> **Rows**
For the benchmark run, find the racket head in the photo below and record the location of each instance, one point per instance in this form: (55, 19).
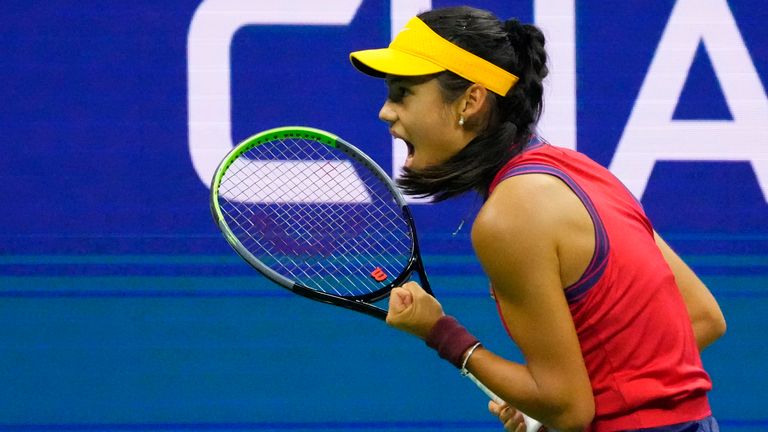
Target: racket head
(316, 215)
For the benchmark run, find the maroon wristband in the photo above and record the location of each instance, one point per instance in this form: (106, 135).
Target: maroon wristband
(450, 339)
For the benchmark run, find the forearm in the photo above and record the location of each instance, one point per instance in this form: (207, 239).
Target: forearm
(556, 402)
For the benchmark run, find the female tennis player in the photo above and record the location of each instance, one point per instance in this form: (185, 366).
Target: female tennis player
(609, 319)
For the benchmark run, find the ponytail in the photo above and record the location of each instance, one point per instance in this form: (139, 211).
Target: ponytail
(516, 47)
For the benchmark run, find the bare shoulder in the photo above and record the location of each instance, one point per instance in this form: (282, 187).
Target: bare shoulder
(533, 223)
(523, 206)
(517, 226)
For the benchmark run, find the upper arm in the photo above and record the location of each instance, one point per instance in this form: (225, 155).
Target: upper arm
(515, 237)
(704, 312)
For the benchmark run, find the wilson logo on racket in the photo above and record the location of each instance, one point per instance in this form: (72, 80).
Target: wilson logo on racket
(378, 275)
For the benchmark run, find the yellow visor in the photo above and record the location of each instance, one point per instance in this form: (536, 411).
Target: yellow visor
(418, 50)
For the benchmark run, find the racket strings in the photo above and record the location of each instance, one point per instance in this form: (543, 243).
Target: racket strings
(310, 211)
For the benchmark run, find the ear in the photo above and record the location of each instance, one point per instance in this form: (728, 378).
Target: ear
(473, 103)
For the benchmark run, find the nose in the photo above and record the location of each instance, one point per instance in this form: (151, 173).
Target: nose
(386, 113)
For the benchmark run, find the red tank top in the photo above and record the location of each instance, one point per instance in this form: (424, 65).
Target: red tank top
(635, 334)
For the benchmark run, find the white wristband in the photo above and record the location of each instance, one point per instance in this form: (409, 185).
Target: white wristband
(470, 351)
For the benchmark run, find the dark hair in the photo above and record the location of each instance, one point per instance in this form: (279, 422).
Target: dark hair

> **Exercise objective**
Please write out every item above word for word, leaving out the picture.

> **Task solution**
For the benchmark run, find the racket head in the photo below and record the location of each instance, one point per instance in this form: (55, 19).
Target: racket head
(316, 215)
For the benchmark run, find the maroon wristband in the photo above and record the location of each instance, one point per instance in this form: (106, 135).
Target: maroon wristband
(450, 339)
For the benchmark run, find the forearm in the photo above and record the location of each instance, one point per instance in this form: (207, 239).
Target: forearm
(556, 402)
For the benchmark run, find the female tennis player in the photo above and record the location of each instance, one point per instance in this form: (185, 366).
Target: female tennis player
(609, 319)
For the benchmark run, find the ponytail in the photo above and record the location of each instance, one point per instance in this form: (139, 211).
Target: ponytail
(516, 47)
For the benchmark run, find the bare shoulder in the photo above and record the location of each instance, one point per instance in this form: (282, 187).
Target: bare shoulder
(533, 223)
(523, 206)
(517, 226)
For the benchmark run, find the upper arm in the photo above and record the location of each instance, one point per instance in this form: (225, 155).
Target: upper arm
(515, 237)
(704, 312)
For the benchmark run, find the wilson logo on racket in the photo above and record the location of each instance, one point per instance in this form: (72, 80).
Target: wilson logo on racket
(378, 275)
For the benchmark run, find the yellow visor in the photo above and record the location of each instance, one point per instance in this form: (536, 411).
Target: yellow visor
(418, 50)
For the benchmark run, find the racket strings in the photo above and record the location of each instance, one point per instance in this form: (543, 243).
Target: racket strings
(310, 211)
For the benchmark run, find the ear in the photo above and record the location of each instance, one point per instance in this form: (728, 378).
Target: ear
(473, 103)
For the benchmark run, find the nose in the photo above and record the location of each instance, one point per instance in this form: (151, 173).
Target: nose
(386, 113)
For the benchmark run, find the red tank top in the photo above and record the location of each instance, one point per instance in this form: (424, 65).
Target: red tank top
(635, 334)
For the benchmark run, find the white wristband in the photo above and record the location of each instance, one point per instance in this form: (409, 185).
Target: white wristband
(470, 351)
For the benchmark run, find the dark hair in the photo above and record the location of each instance, one point per instance in this form: (279, 422).
Target: dark hair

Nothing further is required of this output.